## Stored records
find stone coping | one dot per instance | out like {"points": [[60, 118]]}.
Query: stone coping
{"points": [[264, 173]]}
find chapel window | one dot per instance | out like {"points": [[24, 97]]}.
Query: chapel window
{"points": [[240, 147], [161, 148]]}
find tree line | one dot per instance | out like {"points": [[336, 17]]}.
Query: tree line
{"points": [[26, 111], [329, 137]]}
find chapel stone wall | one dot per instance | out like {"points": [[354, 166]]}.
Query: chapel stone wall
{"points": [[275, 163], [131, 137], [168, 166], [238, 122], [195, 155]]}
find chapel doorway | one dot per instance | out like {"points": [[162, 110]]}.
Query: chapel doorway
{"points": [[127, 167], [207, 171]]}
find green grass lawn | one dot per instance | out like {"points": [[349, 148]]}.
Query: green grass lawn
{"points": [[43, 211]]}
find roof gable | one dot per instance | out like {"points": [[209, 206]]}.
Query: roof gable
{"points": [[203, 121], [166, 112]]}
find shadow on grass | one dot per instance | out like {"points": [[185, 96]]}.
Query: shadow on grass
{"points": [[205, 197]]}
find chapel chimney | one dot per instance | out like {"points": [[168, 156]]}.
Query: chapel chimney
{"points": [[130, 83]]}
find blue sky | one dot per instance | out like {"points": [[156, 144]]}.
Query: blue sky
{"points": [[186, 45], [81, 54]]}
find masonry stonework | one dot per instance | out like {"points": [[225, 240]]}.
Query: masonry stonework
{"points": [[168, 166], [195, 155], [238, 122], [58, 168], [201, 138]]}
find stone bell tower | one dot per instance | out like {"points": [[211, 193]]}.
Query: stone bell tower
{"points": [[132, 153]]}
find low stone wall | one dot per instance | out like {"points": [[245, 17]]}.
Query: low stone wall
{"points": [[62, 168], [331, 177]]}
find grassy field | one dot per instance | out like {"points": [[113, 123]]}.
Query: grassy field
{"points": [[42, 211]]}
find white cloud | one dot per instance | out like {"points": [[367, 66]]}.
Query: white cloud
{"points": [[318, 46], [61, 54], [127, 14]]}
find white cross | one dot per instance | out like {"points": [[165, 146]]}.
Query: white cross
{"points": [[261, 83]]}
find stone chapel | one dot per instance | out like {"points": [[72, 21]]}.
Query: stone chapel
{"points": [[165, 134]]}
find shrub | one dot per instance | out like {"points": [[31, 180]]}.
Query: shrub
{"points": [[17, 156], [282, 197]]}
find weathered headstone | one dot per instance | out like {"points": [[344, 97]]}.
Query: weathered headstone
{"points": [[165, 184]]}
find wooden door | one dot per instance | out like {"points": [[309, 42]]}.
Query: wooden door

## Directive
Quote all the records. Keep every word exact.

## Solution for this problem
find stone coping | one dot per instance | out like {"points": [[60, 118]]}.
Query: stone coping
{"points": [[264, 173]]}
find chapel window | one dot per instance | out like {"points": [[24, 97]]}.
Query: chapel window
{"points": [[240, 147], [161, 148]]}
find tree line | one dot per instance | out like {"points": [[336, 17]]}.
Query: tree line
{"points": [[26, 111], [329, 137]]}
find chapel stone wall | one dot per instance | out like {"points": [[354, 166]]}.
Query: chapel stone wall
{"points": [[275, 163], [131, 137], [168, 166], [238, 122], [195, 155]]}
find chapel doorway | one dot per instance | out like {"points": [[162, 110]]}.
Query: chapel doorway
{"points": [[127, 167], [207, 171]]}
find green grass lawn | one dot per instance | out like {"points": [[349, 148]]}.
Query: green grass lawn
{"points": [[43, 211]]}
find roof gable | one dot per instance | out like {"points": [[209, 206]]}.
Query: roof gable
{"points": [[203, 121], [166, 112]]}
find shadow on grass | one dot per instance | out like {"points": [[185, 96]]}.
Query: shadow on grass
{"points": [[205, 197]]}
find chapel chimney | one dot per instance | out like {"points": [[168, 156]]}.
Query: chapel chimney
{"points": [[130, 83]]}
find blue sky | one dot per instance | out like {"points": [[156, 144]]}.
Query: blue sky
{"points": [[186, 45], [81, 54]]}
find masonry stonework | one dot per instance | out like {"points": [[225, 240]]}.
Query: masonry stonework
{"points": [[168, 166], [195, 155], [238, 122], [58, 168], [201, 138]]}
find stone bell tower | one dot per instance | out like {"points": [[211, 193]]}.
Query: stone bell tower
{"points": [[132, 153]]}
find low stone wall | one dot per instance | out like {"points": [[245, 17]]}.
Query: low stone wall
{"points": [[62, 168], [331, 177]]}
find grassy field | one dot per instance | out like {"points": [[113, 123]]}.
Query: grassy field
{"points": [[42, 211]]}
find white cloud | one dot per instance | out like {"points": [[367, 66]]}.
Query: white cloud
{"points": [[318, 46], [61, 54], [127, 14]]}
find white cross | one dot per instance | out like {"points": [[165, 146]]}.
Query: white cross
{"points": [[261, 83]]}
find stone chapel | one dot per instance | out like {"points": [[72, 21]]}.
Query: stone chapel
{"points": [[165, 134]]}
find shrub | one dot per instance | out like {"points": [[31, 180]]}.
Query: shrub
{"points": [[17, 156], [282, 197]]}
find weathered headstone | one dot per instance | out like {"points": [[344, 97]]}.
Query: weathered headstone
{"points": [[165, 184]]}
find wooden door | one dot per instance | out like {"points": [[309, 42]]}.
Query: wooden door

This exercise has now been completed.